Short exercise: Retype exactly the lines from the line with "Return one point per instance of the blue" to the end of the data, keeping both boundary lines.

** start **

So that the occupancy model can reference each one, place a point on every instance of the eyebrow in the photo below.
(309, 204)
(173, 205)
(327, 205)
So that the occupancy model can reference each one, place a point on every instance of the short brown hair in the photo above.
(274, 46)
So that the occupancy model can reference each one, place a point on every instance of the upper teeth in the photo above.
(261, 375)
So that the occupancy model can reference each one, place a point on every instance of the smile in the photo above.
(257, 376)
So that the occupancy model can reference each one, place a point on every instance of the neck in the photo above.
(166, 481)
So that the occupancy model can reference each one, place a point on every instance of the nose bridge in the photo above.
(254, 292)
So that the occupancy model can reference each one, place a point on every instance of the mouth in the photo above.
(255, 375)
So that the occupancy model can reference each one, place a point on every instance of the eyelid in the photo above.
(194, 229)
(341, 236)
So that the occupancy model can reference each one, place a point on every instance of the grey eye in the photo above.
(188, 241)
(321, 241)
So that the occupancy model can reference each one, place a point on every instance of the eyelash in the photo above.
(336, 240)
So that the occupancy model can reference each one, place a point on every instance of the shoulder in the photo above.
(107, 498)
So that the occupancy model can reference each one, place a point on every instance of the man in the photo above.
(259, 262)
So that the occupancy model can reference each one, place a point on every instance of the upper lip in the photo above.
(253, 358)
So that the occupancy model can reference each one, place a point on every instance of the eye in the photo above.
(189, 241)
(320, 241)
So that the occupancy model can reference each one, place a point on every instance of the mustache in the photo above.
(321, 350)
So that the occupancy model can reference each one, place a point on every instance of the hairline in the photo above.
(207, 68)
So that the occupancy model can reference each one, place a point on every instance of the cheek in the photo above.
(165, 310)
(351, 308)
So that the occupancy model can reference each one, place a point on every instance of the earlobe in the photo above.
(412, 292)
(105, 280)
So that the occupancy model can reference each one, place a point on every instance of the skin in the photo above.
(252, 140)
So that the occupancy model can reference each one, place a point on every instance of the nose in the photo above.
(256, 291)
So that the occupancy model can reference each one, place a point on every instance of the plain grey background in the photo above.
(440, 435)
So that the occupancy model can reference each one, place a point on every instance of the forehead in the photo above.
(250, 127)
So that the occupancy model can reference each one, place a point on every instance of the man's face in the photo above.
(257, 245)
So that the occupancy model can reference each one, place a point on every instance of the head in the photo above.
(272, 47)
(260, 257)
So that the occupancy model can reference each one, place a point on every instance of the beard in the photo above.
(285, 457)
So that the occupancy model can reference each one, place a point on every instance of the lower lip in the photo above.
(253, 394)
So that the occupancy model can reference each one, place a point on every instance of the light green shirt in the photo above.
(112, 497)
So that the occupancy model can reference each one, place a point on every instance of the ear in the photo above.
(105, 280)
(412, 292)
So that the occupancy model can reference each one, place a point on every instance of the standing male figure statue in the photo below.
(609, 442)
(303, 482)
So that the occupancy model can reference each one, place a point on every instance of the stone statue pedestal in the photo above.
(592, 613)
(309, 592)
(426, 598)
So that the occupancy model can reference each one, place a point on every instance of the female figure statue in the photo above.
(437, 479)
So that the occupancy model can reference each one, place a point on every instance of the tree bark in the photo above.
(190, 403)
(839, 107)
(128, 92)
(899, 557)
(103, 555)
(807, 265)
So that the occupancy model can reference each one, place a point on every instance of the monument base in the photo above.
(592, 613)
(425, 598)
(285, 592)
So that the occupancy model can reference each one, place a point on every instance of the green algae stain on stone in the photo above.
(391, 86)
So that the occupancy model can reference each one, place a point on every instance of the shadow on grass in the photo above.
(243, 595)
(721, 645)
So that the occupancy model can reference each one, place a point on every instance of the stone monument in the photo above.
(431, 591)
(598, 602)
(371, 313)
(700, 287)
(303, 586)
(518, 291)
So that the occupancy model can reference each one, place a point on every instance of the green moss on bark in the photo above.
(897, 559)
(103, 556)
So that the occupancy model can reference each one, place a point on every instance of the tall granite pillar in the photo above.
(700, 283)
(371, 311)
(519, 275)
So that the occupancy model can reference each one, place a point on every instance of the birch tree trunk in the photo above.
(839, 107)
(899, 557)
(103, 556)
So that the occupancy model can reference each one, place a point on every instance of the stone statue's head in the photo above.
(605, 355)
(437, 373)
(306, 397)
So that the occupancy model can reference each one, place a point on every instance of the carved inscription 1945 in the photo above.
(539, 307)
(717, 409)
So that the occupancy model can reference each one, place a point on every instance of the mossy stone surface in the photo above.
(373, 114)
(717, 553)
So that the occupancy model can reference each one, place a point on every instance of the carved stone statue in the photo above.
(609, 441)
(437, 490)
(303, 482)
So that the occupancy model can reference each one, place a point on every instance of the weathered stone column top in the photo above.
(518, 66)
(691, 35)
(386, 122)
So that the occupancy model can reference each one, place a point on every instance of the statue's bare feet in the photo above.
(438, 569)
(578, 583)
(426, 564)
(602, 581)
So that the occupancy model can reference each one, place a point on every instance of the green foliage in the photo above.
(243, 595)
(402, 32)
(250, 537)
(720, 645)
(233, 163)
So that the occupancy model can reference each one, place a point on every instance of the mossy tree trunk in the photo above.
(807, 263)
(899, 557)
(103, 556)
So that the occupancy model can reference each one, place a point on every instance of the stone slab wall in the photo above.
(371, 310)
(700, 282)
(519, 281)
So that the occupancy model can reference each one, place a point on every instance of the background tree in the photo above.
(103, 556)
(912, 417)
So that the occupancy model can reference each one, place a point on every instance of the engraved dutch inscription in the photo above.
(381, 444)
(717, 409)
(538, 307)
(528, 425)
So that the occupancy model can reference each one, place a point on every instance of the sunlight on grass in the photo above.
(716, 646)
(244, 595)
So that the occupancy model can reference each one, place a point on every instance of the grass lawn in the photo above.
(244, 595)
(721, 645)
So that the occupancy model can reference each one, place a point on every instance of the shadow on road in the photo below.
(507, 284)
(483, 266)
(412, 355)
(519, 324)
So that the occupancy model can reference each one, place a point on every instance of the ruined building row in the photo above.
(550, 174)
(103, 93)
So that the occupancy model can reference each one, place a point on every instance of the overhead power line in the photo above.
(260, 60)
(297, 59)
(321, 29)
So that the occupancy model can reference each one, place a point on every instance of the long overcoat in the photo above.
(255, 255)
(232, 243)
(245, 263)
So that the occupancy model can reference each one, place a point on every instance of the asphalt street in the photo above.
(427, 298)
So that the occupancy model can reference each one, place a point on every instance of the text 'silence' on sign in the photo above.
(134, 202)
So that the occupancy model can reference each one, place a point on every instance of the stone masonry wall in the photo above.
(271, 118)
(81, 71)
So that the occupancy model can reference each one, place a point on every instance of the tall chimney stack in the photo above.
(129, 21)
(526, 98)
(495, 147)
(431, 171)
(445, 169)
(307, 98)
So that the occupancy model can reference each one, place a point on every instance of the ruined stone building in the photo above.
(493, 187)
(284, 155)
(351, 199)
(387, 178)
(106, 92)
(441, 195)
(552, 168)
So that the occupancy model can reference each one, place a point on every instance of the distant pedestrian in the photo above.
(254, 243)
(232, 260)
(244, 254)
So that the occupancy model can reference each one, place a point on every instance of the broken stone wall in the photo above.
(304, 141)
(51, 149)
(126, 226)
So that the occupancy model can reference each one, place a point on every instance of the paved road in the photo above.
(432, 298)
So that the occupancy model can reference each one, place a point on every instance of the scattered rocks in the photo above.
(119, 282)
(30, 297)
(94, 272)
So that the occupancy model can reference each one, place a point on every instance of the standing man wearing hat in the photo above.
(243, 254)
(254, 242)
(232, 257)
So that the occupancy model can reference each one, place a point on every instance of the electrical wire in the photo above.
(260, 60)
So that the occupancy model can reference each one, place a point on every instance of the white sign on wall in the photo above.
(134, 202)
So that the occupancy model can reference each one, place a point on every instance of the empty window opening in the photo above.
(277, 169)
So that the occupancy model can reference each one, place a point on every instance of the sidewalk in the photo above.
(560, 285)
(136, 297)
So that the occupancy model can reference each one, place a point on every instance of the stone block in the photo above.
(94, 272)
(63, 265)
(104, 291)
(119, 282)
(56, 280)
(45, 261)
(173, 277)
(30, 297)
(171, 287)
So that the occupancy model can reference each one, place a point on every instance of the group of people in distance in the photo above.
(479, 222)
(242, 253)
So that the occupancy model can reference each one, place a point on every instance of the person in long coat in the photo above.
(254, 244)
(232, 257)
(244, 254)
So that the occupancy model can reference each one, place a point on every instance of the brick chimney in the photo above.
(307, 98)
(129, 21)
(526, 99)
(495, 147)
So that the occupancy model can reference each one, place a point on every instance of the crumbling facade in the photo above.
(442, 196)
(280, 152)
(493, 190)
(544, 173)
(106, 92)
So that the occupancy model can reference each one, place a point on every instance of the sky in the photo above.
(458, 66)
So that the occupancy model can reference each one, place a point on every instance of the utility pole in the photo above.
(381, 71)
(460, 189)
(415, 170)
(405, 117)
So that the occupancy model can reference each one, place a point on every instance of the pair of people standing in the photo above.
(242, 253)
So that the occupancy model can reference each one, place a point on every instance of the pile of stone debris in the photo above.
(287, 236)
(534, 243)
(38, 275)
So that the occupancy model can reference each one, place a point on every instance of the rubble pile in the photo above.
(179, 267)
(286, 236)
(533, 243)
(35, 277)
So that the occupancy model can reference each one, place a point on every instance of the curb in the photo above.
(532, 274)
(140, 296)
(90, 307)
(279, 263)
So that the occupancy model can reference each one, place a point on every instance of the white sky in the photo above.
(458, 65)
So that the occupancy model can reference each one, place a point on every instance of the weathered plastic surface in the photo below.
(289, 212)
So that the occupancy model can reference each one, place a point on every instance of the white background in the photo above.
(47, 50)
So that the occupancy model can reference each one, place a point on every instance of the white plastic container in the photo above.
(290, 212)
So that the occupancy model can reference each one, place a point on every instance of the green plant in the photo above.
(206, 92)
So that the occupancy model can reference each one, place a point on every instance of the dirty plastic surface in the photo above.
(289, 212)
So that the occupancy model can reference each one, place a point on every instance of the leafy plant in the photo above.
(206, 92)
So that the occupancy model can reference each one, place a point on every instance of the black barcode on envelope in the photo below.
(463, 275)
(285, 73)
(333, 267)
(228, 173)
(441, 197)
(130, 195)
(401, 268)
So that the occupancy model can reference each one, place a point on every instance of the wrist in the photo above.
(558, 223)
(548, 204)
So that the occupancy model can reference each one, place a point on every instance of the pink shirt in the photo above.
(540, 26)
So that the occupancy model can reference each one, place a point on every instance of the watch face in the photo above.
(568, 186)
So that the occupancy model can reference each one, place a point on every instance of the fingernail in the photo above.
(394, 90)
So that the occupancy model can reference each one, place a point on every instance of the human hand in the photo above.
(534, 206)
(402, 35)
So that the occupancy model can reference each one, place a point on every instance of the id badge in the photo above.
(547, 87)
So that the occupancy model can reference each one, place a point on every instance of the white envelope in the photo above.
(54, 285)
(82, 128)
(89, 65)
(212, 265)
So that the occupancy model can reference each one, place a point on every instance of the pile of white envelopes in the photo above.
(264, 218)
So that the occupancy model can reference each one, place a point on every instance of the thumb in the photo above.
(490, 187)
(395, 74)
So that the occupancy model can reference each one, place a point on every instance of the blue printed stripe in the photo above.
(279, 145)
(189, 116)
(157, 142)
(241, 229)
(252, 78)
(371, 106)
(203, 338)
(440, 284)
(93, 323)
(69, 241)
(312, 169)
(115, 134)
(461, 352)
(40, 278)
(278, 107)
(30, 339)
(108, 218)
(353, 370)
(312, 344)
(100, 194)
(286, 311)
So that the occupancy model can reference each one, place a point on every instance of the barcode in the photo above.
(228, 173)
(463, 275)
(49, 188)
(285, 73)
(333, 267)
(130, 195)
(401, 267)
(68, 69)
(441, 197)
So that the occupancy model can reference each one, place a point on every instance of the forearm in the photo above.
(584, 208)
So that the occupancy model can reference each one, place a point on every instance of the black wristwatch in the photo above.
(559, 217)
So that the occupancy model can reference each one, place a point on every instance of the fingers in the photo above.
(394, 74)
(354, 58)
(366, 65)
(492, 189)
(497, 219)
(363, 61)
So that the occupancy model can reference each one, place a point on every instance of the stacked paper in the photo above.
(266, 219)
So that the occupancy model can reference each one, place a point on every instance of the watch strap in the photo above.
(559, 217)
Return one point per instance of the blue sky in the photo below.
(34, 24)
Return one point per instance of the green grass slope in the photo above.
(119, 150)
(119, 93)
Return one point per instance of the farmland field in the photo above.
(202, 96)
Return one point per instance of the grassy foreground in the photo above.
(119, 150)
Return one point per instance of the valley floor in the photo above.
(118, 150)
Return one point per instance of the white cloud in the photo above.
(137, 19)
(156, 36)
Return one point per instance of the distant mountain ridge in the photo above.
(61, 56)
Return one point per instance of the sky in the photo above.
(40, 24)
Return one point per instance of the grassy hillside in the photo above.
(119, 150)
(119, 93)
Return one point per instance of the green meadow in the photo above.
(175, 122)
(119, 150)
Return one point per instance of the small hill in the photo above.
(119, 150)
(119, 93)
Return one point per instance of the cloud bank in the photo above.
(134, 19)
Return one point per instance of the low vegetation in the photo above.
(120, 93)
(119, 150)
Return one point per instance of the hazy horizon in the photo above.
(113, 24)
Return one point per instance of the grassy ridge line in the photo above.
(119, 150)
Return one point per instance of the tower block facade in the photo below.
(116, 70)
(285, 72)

** end **

Expected answer:
Return one point per instance of the blue sky in the photo below.
(34, 24)
Return one point per instance of the green grass slope in the photo above.
(119, 150)
(119, 93)
Return one point per instance of the farmland field in the photo above.
(202, 96)
Return one point per instance of the grassy foreground in the photo above.
(119, 150)
Return one point per instance of the valley floor in the photo above.
(118, 150)
Return one point per instance of the white cloud in the photo above.
(137, 19)
(156, 36)
Return one point per instance of the distant mountain ridge in the photo above.
(61, 56)
Return one point per instance of the sky in the photo above.
(40, 24)
Return one point per instance of the grassy hillside in the photo above.
(119, 150)
(119, 93)
Return one point per instance of the green meadow in the photo above.
(175, 122)
(119, 150)
Return one point per instance of the small hill in the photo above.
(119, 150)
(119, 93)
Return one point per instance of the cloud bank in the photo above.
(134, 19)
Return one point per instance of the low vegetation in the photo above.
(120, 93)
(119, 150)
Return one point per instance of the hazy horizon in the photo above.
(113, 24)
Return one point per instance of the grassy ridge line in the photo above.
(119, 150)
Return one point per instance of the tower block facade in the photo below.
(116, 70)
(285, 72)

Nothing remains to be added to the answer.